### Vorliegender Text
Waren die 17 Rumänen Arbeitnehmer oder Unternehmer? Alleine um diese Frage drehte sich die dreistündige Verhandlung beim Haßfurter Amtsgericht. Trotz dreier Zeugen ließ sich die komplizierte Beweislage nicht abschließend klären. Im November wird es einen Fortsetzungstermin geben – mit der Maßgabe, dass sechs weitere Zeugen geladen werden.
Die Anklageschrift, die Staatsanwalt Peter Bauer verlas, bezieht sich auf Vorgänge zwischen Juni 2009 und Oktober 2010. Damals suchte ein heute 50-jähriger Handwerker aus dem Maintal Fachkräfte, die in der Steinmetzbranche bzw. im Verlegen von Natursteinen und Fliesen versiert sind. Fündig wurde er in Sibiu, auf deutsch Hermannstadt, dem Vorzeigeort im rumänischen Siebenbürgen.
Mit Hilfe einer Mittelsfrau, die sowohl die deutsche als auch die rumänische Sprache beherrscht, gab er dort eine Zeitungsanzeige auf. In dieser Anzeige stand, dass er im Rahmen einer „offiziellen selbstständigen Tätigkeit“ Männer suche, die in dieser Branche erfahren seien und in Deutschland arbeiten wollten. Als sich bei der rumänischen Agentin etwa zwei Dutzend interessierte Personen meldeten, machte sich der Deutsche auf den weiten Weg nach Transsilvanien und führte dort die Bewerbungsgespräche.

### Zu erledigen
A. Kannst du aus dem Bericht über die Haßfurter Verhandlung den Abschnitt wörtlich herausziehen, der mit „Die Anklageschrift, die“ beginnt und bis „im rumänischen Siebenbürgen.“ reicht?
B. Wie geht der Bericht über die Haßfurter Verhandlung weiter? Führe ihn im Anschluss an seinen letzten Satz fort.

### Bereitgestelltes Material

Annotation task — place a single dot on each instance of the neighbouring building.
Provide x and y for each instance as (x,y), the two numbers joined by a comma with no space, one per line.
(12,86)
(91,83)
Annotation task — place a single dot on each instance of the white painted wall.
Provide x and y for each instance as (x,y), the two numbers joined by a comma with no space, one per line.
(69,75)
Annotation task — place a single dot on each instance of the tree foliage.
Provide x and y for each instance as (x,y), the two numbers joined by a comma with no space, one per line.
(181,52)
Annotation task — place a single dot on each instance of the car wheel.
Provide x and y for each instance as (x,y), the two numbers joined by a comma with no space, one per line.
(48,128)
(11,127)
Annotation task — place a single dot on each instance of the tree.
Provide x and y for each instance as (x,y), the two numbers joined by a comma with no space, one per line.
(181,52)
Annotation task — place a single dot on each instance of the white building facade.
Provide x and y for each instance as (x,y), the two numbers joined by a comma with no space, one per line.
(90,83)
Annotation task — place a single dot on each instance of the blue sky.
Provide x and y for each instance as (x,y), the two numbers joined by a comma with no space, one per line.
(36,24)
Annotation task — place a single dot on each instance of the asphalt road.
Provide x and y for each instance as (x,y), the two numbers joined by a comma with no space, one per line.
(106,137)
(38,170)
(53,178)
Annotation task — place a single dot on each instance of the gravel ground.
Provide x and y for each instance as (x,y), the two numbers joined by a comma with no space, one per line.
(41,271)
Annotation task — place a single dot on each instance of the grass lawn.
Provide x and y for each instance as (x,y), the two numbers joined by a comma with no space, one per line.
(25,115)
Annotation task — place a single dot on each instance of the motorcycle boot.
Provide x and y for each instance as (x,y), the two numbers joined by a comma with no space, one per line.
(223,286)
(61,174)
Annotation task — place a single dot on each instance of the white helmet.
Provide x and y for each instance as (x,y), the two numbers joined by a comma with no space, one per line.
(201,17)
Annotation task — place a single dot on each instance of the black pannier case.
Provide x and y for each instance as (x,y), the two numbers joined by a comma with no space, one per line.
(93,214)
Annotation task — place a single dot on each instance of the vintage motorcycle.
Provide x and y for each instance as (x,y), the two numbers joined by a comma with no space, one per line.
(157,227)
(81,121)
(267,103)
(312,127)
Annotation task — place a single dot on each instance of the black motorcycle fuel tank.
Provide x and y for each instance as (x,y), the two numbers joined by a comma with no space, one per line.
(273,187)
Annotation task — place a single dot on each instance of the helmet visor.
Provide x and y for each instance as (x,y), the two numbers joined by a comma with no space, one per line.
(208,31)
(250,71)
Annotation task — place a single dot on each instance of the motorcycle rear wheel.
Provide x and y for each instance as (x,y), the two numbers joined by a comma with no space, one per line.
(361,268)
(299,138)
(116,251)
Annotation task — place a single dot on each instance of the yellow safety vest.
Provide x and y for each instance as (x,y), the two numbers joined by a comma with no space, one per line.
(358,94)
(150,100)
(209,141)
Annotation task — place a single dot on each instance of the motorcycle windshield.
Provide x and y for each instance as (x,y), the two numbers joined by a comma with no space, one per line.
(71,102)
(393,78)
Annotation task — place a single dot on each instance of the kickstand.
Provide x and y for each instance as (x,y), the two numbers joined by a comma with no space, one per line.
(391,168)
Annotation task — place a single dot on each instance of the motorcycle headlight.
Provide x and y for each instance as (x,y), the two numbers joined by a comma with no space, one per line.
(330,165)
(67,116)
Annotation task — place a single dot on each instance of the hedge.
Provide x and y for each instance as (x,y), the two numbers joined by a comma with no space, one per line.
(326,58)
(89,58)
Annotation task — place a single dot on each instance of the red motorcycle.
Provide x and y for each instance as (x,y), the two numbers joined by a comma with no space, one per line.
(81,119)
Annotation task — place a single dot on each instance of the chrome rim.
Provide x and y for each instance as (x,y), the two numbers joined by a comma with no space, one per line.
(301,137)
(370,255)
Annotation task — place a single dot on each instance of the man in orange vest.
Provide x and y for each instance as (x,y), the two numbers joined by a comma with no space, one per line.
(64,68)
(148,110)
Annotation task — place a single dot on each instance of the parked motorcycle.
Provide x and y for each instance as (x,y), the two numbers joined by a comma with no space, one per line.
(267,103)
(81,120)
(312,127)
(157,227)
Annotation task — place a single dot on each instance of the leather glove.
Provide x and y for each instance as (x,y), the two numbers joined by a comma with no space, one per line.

### Ergebnisse
A.
Die Anklageschrift, die Staatsanwalt Peter Bauer verlas, bezieht sich auf Vorgänge zwischen Juni 2009 und Oktober 2010. Damals suchte ein heute 50-jähriger Handwerker aus dem Maintal Fachkräfte, die in der Steinmetzbranche bzw. im Verlegen von Natursteinen und Fliesen versiert sind. Fündig wurde er in Sibiu, auf deutsch Hermannstadt, dem Vorzeigeort im rumänischen Siebenbürgen.

B.
Und tatsächlich wurde er fündig. Etliche der Rumänen, die sich auf die Anzeige hin gemeldet hatten, waren qualifiziert und – nach Darstellung des Angeklagten – auch bereit, Teilhaber einer bestehenden und im Haßbergraum ansässigen GbR (Gesellschaft bürgerlichen Rechts) zu werden. Dieses Geschäftsmodell, betonte Anwalt Roland Meixner, sei seinem Mandanten von der örtlichen Handwerkskammer als zulässige legale Gestaltungsmöglichkeit empfohlen worden.
Dass es sich um eine echte Firma mit echten Gesellschaftern handele, so der Verteidiger weiter, sehe man daran, dass auch sein Klient als gleichberechtigter Teilhaber eingetragen sei. Als solcher trage er ein erhebliches Haftungs- und Gewährleistungsrisiko. Vertraglich sei damals vereinbart worden, dass die Gesellschafter an Gewinn und Verlust in gleichem Maße beteiligt wären.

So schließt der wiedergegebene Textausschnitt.